- Passage shown:
════

To be transparent is to be willing to be seen, 'warts and all'. Contrary to what we may think, most people become more appealing when they reveal their needs and insecurities. This doesn't mean presenting the story of your wounds and misfortunes in vivid detail. It's more a matter of being open about your feelings, impressions and wants. It is about being honest.
Giving feedback is the act of verbally letting the other know how their actions affected you. Being open to receiving feedback means you are curious about and willing to hear how your actions affect other people. Most people don't get very much feedback in their lives and they long for it. Be respectful to others by asking for permission before giving them feedback. A relationship quality that needs practice, sensitivity and discernment.
You are not the car that you drive to work. Same with feelings, you are not your anger, frustration, sadness etc. Who you are is the person experiencing these feelings and can even observe yourself going through the emotions. Having understanding and respect and being open to your feelings yet not being controlled by them is the way to go. Not an easy state of being to get to.

════

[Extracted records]
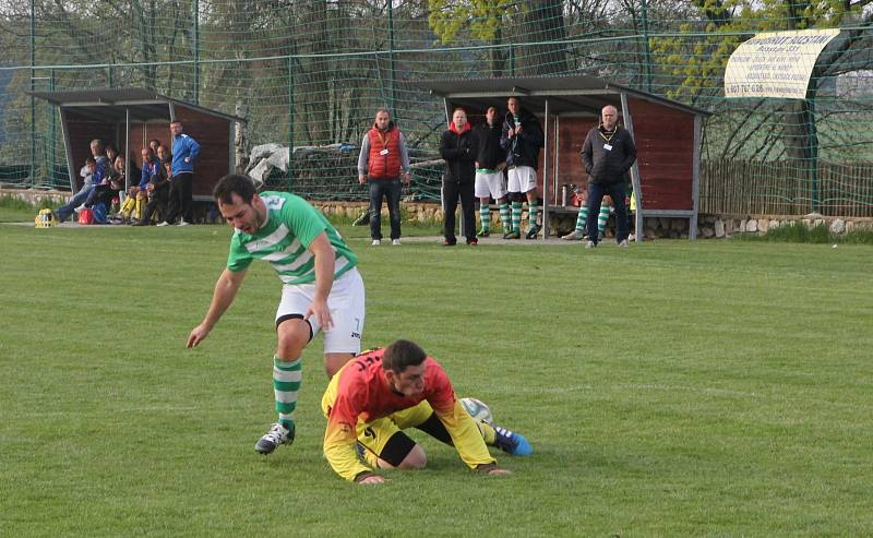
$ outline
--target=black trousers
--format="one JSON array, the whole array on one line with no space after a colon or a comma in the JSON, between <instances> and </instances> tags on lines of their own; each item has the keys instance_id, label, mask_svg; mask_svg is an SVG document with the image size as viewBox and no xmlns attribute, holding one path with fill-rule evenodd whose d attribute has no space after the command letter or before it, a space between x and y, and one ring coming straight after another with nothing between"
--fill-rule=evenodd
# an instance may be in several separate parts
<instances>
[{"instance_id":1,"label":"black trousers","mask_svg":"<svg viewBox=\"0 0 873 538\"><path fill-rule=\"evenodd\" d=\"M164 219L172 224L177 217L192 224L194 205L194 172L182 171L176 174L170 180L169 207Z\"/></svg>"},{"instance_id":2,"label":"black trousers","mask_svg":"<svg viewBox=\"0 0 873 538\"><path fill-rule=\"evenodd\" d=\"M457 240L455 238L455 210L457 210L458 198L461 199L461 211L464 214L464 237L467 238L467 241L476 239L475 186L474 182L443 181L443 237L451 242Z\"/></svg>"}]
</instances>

════

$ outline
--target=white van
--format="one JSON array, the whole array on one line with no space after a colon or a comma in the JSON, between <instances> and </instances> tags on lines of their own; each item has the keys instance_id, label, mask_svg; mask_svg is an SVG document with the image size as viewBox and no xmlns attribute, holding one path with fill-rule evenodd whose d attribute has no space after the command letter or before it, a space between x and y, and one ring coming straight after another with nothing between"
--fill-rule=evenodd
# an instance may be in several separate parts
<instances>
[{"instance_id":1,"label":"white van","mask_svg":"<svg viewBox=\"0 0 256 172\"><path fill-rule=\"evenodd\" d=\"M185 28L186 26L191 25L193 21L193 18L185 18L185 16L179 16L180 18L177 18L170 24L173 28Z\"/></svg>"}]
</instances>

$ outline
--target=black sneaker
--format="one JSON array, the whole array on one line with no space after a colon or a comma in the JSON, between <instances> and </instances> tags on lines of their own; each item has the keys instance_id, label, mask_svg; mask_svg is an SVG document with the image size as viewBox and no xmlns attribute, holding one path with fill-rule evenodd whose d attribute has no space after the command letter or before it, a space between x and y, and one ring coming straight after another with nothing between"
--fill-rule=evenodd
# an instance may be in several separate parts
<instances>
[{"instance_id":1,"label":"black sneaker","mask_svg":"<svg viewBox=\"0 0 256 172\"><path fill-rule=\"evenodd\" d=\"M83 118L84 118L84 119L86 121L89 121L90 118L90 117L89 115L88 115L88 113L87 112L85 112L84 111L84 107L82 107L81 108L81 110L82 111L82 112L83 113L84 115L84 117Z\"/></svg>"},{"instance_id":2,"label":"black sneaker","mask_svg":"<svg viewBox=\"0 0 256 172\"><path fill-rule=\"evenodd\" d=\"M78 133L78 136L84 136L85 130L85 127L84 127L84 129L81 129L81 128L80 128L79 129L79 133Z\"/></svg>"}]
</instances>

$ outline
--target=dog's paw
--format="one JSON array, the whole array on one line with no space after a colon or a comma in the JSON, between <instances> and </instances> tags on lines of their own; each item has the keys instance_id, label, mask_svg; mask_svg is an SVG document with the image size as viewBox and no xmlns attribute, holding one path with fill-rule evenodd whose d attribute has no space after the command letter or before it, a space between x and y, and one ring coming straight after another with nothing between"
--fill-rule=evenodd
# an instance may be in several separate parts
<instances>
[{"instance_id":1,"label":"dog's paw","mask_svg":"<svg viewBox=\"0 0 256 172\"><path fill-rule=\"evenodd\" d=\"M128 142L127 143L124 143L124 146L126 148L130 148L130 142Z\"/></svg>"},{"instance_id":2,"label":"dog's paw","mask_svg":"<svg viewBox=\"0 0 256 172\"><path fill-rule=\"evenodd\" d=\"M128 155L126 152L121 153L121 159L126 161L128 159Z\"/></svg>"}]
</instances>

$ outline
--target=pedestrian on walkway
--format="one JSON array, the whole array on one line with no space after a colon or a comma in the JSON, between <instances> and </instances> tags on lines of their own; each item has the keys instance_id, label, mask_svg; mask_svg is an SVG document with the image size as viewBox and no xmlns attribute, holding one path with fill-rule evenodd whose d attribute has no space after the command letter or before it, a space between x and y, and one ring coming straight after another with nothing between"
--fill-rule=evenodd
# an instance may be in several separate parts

════

- How to complete this task:
Continue the passage on transparency, feedback, and feelings in relationships from the point where it ends.

- Answer to this exercise:
Sharing your feelings and thoughts in relationships is also a very important thing to do. Sometimes we want to tell someone the truth but at the same time we are concerned about their feelings. A desire to clear the air might be accompanied by a fear of being misunderstood. If you do have mixed feelings, expressing both feelings can add depth to your communication.
Knowing you are not your feelings also means that when you get triggered you will not put your negative feelings on someone else.
Be patient with acquiring this relationship quality. It takes most of us a whole lifetime to understand this, truly.
Many people fear intimacy because we fear losing ourselves in a relationship. If you know how to practice holding differences, you won’t need to fear losing yourself. This is the capacity to listen to and empathize with opinions that differ from yours without losing touch with your own perspective and values.
To have an open heart and keeping it open you need to become aware and heal what has closed your heart in the first place. Then with awareness you will be able to keep your heart open once you feel it closing down.
It is not true that courageous people do not feel fear. The only difference is that a courageous person does not let the feeling of fear stop them.
Fear is a strong and powerful emotion that can move us in 2 ways:
We all have it to some degree or another. Fear is often found at the root of other negative behaviors we have like anger, jealousy, lying, manipulation etc.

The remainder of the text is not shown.